DIRECTION> Swap "shrub" for "bush" in the data lines that begin at the line holding "input: evergreen tree -> output: bbox" and run through the line holding "[286,205,350,341]". Write those lines out again with nothing else changed.

Stored items>
------------------------------------------------

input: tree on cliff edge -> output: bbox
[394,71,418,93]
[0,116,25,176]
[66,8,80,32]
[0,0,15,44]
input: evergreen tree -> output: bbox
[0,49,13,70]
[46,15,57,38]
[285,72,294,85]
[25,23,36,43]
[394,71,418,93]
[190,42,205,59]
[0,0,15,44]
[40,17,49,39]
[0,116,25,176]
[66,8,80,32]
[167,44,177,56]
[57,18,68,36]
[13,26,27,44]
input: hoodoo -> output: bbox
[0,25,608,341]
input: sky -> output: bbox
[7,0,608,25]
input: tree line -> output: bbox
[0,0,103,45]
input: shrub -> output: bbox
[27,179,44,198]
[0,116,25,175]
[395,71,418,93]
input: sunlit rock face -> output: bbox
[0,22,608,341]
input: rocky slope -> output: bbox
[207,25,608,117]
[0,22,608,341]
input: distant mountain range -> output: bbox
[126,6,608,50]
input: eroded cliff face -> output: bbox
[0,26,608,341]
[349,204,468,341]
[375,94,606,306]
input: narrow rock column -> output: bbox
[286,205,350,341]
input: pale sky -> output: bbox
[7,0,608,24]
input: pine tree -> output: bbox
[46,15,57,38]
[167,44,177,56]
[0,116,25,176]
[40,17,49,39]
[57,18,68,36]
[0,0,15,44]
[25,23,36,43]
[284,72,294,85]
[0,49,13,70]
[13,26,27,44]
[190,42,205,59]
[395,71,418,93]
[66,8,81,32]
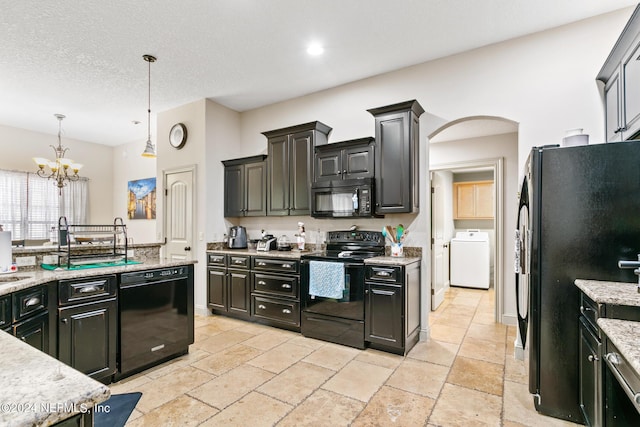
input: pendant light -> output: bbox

------------------------------------------------

OUTPUT OF THE EXERCISE>
input: evergreen tree -> output: bbox
[0,49,13,70]
[46,15,57,38]
[285,72,294,85]
[25,23,36,43]
[394,71,418,93]
[190,42,205,59]
[0,0,15,44]
[40,17,49,39]
[0,116,25,176]
[66,8,80,32]
[167,44,177,56]
[57,18,68,36]
[13,26,27,44]
input: hoodoo -> output: bbox
[0,25,608,341]
input: sky -> output: bbox
[7,0,608,25]
input: tree line -> output: bbox
[0,0,103,45]
input: bush -> output: bbox
[27,179,44,198]
[0,116,25,175]
[395,71,418,93]
input: sunlit rock face -> output: bbox
[0,22,608,341]
input: rocky slope -> output: bbox
[207,25,608,117]
[0,22,608,341]
input: distant mountain range -> output: bbox
[126,6,608,50]
input: eroded cliff face -> output: bbox
[0,26,608,341]
[349,204,468,341]
[375,94,606,306]
input: narrow rock column -> output: bbox
[286,205,350,341]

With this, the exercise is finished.